Saved entries:
────

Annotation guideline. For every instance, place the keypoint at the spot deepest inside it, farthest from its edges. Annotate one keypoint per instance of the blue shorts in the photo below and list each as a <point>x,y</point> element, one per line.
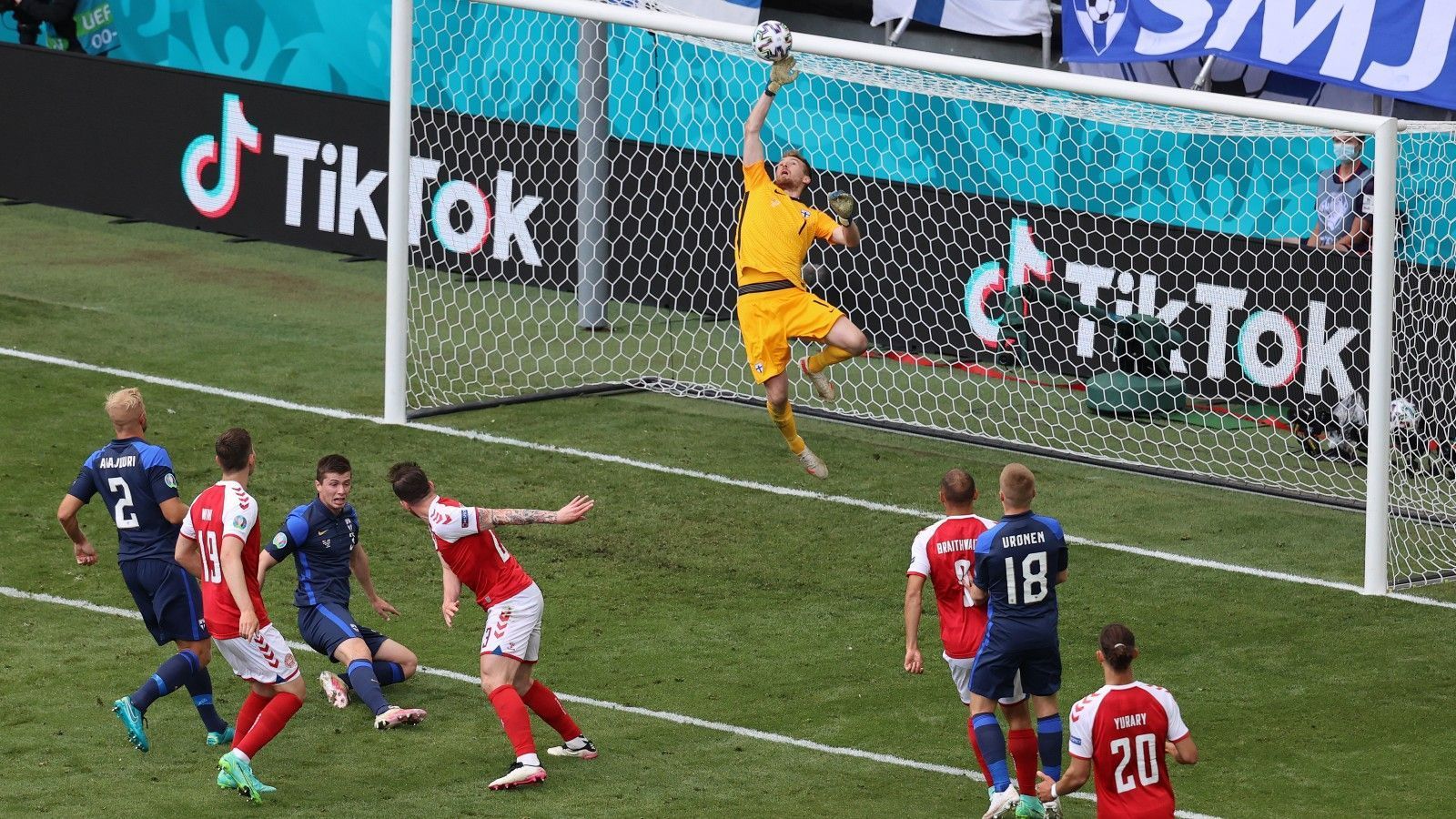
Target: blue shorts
<point>324,627</point>
<point>1036,656</point>
<point>167,598</point>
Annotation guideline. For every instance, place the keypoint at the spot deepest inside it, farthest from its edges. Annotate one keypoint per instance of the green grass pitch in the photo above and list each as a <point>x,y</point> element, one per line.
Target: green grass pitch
<point>681,595</point>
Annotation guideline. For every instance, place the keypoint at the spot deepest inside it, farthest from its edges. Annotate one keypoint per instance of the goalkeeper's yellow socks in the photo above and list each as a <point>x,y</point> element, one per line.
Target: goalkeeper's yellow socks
<point>827,356</point>
<point>784,419</point>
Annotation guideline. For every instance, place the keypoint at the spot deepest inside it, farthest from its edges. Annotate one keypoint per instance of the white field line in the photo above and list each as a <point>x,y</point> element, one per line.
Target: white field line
<point>695,474</point>
<point>669,716</point>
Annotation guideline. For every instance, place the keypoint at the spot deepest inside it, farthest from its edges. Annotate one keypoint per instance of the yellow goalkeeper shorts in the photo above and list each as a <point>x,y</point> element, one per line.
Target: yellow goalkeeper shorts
<point>768,322</point>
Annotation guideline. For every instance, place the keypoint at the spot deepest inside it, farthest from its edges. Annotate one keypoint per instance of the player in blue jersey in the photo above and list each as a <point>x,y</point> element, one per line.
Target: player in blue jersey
<point>1018,566</point>
<point>136,481</point>
<point>322,537</point>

────

What you will do> Transcribe the records above exactly, omitting every picture they contain.

Answer space>
Annotation guideline. For every instance, place the keypoint at the spot deepest inside it, farthest from its edges. Annotate one keypoint per instance of the blue shorts in the photo below and list each as a <point>x,y</point> element, one per line.
Target: blue shorts
<point>324,627</point>
<point>1036,656</point>
<point>167,598</point>
Annotation guideline. For every instance, place the keypoint at the spot deepest inside it, farthest from its edges. Annotate one keypoint per instance of the green grass pitch in the photo above and list each as a <point>x,y</point> element, one per line.
Target: green grass pitch
<point>681,595</point>
Annotation guideline. For every instance, place the keypoint at the spot deepest inside it, farthest from its edges. Annotate one keypoint per instance of the goalkeeper's yellow socks in the photo above and list each as a <point>x,y</point> element, one per line.
Target: goalkeeper's yellow socks
<point>827,356</point>
<point>784,419</point>
Annotation guideline. For every instance, place the keypoint at the spot deepest inside it, farthest from its edges. Annotate one keypoint per instance of the white field line in the photo above and list each as a <point>x,y</point> element, one per line.
Target: white field line
<point>695,474</point>
<point>669,716</point>
Annotation guideline. For every instance, place the keypoint at the spot deepest inside it, farthest from its edges. Annotate one keypoint per instance of the yellow goalkeeper shorts in the photo above and list each as a <point>x,y</point> element, one per line.
Target: yellow goalkeeper shorts
<point>768,322</point>
Annotation guideline. For every instance, place the keypoint at the spot deepest inside it, farthest from its edges. Annotate one keypoint per instance of the player in blue jersey in the photo above and list each as a <point>x,y</point> element, one per line.
Target: player in blue jersey
<point>1018,566</point>
<point>136,481</point>
<point>322,537</point>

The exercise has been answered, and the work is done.